Who's Afraid of Writing Virginia Woolf? Not Sir David Hare. Griselda Heppel is Unamused.
Atticus, The Sunday Times, 21.10.18 |
Flicking
through The Sunday Times this week, my
eye was caught by this snide little piece in the media gossip column, Atticus (pic, right):
Amusing,
yes, especially for Sir David Hare. It’s
not his fault that the public don’t know Woolf’s work well enough to
distinguish which words she genuinely wrote and which are the ones that he,
adapting a novel about Woolf for the screen, makes her say. How hilarious that
Hare’s clever line is now attributed to the author herself! And how naïve of
the academic, bless them, to confuse a fictional film with a biopic! I mean,
who does that?
No
one, obvs.
Except the countless people on the internet who now attribute Hare’s
line to Woolf. QED.

Source records —
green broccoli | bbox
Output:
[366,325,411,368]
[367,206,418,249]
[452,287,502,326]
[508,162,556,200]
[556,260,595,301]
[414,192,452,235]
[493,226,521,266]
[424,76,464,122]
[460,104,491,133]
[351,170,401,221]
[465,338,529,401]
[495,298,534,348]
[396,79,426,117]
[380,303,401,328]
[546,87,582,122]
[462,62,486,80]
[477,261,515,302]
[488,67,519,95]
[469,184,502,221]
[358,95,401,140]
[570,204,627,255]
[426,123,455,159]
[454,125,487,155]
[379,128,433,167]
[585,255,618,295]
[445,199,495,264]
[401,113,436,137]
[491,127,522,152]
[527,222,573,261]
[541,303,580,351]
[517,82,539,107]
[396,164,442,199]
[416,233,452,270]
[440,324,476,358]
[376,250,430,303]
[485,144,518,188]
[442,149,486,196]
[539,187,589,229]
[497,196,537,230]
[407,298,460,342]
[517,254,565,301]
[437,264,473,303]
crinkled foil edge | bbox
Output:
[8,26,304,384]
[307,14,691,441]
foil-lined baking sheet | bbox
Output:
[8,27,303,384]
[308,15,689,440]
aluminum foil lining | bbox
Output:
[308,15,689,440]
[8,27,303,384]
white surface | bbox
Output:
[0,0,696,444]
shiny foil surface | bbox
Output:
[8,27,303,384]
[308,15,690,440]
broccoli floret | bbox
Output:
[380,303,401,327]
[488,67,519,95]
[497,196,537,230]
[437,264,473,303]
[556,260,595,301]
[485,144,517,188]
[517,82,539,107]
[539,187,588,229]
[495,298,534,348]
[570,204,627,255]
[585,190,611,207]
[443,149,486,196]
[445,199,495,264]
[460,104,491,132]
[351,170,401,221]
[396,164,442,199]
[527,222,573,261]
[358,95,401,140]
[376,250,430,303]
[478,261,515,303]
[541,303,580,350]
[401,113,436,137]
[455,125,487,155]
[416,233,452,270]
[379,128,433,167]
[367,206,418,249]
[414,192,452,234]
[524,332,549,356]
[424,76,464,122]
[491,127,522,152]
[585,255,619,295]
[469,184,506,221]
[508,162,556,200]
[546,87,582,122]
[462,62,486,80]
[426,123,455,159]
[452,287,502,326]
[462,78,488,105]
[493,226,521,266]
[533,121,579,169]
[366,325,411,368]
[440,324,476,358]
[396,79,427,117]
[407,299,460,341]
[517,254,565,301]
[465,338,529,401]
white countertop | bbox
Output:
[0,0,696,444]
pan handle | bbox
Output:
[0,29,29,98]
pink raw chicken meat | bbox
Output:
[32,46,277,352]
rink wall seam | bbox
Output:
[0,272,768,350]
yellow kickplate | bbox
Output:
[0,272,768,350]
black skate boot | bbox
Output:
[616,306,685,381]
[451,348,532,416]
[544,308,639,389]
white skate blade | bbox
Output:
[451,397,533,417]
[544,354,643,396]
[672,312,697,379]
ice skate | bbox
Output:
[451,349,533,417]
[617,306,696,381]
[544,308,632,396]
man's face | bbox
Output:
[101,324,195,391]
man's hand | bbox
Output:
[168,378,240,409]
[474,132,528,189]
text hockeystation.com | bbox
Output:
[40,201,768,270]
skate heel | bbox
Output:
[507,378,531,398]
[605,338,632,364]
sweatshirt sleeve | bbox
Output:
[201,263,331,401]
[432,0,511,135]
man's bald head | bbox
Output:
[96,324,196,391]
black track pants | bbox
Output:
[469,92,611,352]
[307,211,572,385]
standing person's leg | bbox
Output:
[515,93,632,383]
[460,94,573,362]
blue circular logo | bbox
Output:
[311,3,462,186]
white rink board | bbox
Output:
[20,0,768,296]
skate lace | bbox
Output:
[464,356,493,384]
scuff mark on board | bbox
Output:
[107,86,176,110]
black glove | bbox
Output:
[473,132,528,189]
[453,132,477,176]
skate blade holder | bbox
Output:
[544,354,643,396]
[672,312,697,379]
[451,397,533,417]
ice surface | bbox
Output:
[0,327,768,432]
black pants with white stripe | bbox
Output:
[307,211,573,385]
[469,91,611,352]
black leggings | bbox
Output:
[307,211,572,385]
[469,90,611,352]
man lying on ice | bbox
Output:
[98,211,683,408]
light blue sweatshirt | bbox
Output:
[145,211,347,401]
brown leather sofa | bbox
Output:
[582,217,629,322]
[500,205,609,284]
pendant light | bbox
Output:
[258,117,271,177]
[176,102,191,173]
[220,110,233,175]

Exercise A — In the blog post about David Hare and Virginia Woolf, what is the name of the media gossip column that caught the writer's eye?
Exercise B — Duplicate the rows starting at the line containing "pink raw chicken meat | bbox" and ending at the final line of the rows, including both ends.
The blog post and the rows come from unrelated sources.

Task solution A — Atticus, in The Sunday Times.

Task solution B —
pink raw chicken meat | bbox
Output:
[32,46,277,352]
rink wall seam | bbox
Output:
[0,272,768,350]
yellow kickplate | bbox
Output:
[0,272,768,350]
black skate boot | bbox
Output:
[616,306,685,381]
[451,348,532,416]
[544,308,639,389]
white skate blade | bbox
Output:
[451,397,533,417]
[544,354,643,396]
[672,312,697,379]
ice skate | bbox
Output:
[451,349,533,417]
[617,306,696,381]
[544,308,632,396]
man's face | bbox
Output:
[101,324,195,391]
man's hand | bbox
Output:
[168,378,240,409]
[474,132,528,189]
text hockeystation.com | bbox
Output:
[40,201,768,270]
skate heel | bbox
Output:
[507,378,531,398]
[605,338,632,364]
sweatshirt sleeve | bbox
Output:
[201,263,331,401]
[432,0,511,135]
man's bald head | bbox
Output:
[96,324,196,391]
black track pants | bbox
Output:
[469,92,611,352]
[307,211,572,385]
standing person's leg | bbox
Output:
[515,93,632,383]
[460,94,573,362]
blue circular logo | bbox
Output:
[311,3,462,186]
white rink board | bbox
Output:
[20,0,768,296]
skate lace | bbox
Output:
[464,356,493,384]
scuff mark on board | bbox
Output:
[107,86,176,110]
black glove | bbox
Output:
[473,132,528,189]
[453,132,477,176]
skate blade holder | bbox
Output:
[544,354,643,396]
[672,312,697,379]
[451,397,533,417]
ice surface | bbox
Output:
[0,327,768,432]
black pants with white stripe | bbox
Output:
[307,211,573,385]
[469,91,611,352]
black leggings | bbox
Output:
[307,211,572,385]
[469,90,611,352]
man lying on ice | bbox
Output:
[98,211,683,408]
light blue sweatshirt | bbox
Output:
[145,211,347,401]
brown leather sofa | bbox
Output:
[582,217,629,322]
[500,205,609,284]
pendant light | bbox
Output:
[258,117,271,177]
[176,102,191,173]
[220,110,233,175]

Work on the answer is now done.